## Begin Entries supplied

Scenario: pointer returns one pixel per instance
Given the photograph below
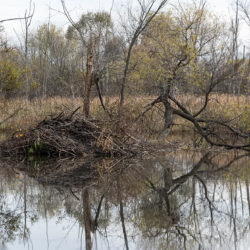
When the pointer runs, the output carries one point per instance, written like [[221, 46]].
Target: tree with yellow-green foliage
[[187, 50]]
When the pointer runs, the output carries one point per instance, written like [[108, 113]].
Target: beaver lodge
[[68, 135]]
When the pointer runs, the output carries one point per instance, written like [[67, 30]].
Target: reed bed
[[28, 114]]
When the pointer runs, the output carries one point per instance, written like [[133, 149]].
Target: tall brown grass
[[222, 107]]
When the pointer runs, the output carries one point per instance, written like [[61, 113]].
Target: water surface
[[175, 200]]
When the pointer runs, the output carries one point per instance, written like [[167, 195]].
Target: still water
[[174, 200]]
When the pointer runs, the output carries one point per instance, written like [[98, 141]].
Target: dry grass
[[223, 107]]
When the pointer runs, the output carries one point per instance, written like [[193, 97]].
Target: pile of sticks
[[67, 135]]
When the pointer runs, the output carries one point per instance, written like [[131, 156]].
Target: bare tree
[[148, 10]]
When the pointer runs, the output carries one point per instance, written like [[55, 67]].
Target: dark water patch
[[175, 200]]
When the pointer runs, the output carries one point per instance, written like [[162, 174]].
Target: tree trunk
[[87, 218], [89, 66]]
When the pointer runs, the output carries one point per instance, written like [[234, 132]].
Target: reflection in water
[[171, 201]]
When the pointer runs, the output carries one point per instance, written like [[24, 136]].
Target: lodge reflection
[[171, 201]]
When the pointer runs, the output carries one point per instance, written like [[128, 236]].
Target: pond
[[172, 200]]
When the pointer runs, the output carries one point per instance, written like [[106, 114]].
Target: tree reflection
[[172, 201]]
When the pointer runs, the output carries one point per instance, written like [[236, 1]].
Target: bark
[[87, 218], [89, 67]]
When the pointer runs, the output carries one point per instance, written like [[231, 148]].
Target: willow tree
[[91, 31], [182, 49]]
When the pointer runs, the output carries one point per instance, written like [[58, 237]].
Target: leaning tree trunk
[[89, 66]]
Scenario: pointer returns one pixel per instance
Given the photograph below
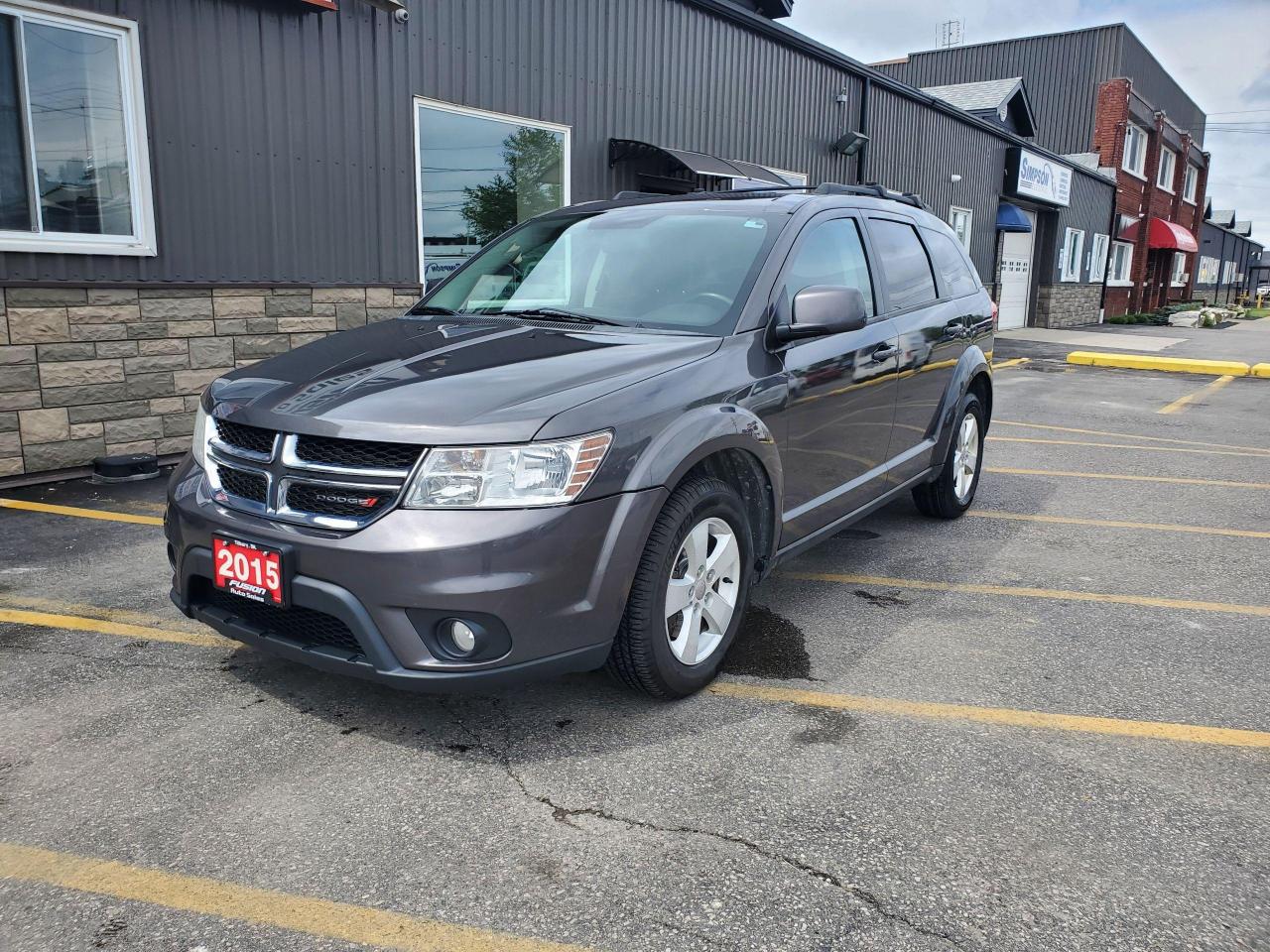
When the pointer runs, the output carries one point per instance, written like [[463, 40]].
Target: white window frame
[[141, 241], [1070, 258], [1191, 182], [1167, 157], [425, 103], [1098, 249], [1178, 273], [1115, 281], [953, 211], [1138, 168]]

## End Entries supplied

Reproduce the full listing above word for word, omitting the pictures.

Scenario: pointer returns one pixel per instance
Given the photograph below
When the pointer runs, the output carries one point per instance, written like [[221, 46]].
Target: tree with yellow-green foliage
[[187, 50]]
When the pointer runs, the output carries one point per instance, written like [[108, 113]].
Target: beaver lodge
[[68, 135]]
When the pointer runs, the output carries one point per instance, written like [[67, 30]].
Target: reed bed
[[28, 114]]
When the pointer runs, the output carries one point per instance, written like [[133, 149]].
Target: tall brown grass
[[222, 107]]
When the pointer runs, the output carries one point per instance, written like [[61, 113]].
Target: water surface
[[175, 200]]
When the pointer runs, the output carries one point per instance, written like [[167, 195]].
Target: still water
[[174, 200]]
When the pointer runs, the output carries one point per instance, written like [[98, 141]].
Target: dry grass
[[223, 107]]
When the pointer runs, the output carries one point per instance, written like [[193, 97]].
Target: pile of sticks
[[67, 135]]
When the pointer runs, the output carries one point per instance, written like [[131, 156]].
Target: bare tree
[[148, 10]]
When the pointer runs, the output carries one point per instance, written like [[55, 67]].
Target: dark water patch
[[175, 200]]
When the pointer runs, the output carries one point per instance, written like [[162, 174]].
Target: tree trunk
[[87, 218], [89, 66]]
When the pointer runs, the output carries one point per instance, written like [[234, 132]].
Target: reflection in water
[[171, 201]]
When the pointer runs, the output carries one point per instance, written like [[24, 136]].
Target: lodge reflection
[[171, 201]]
When the pointer runs, the output carries one point per instance, written like [[128, 236]].
Target: pond
[[172, 200]]
When the pointer runs, the output carries one point per instance, written like [[106, 114]].
Target: tree reflection
[[172, 201]]
When the pointer runs, the output carries one point per instance, written like [[236, 1]].
Target: bark
[[87, 218], [89, 67]]
When the pointer runs, the output carries one point per instance, written like [[231, 148]].
Target: willow tree
[[91, 31], [182, 49]]
When the pointer runs, the output carries one point per instance, written like [[58, 237]].
Target: leaning tree trunk
[[89, 66]]
Scenario: pointer returns one pixel per instance
Given the photograph below
When the pointer runs, the output carries one point per instance, written like [[463, 40]].
Target: white window frame
[[141, 241], [1070, 258], [1191, 182], [1167, 157], [425, 103], [1098, 249], [1178, 273], [1115, 281], [953, 211], [1138, 168]]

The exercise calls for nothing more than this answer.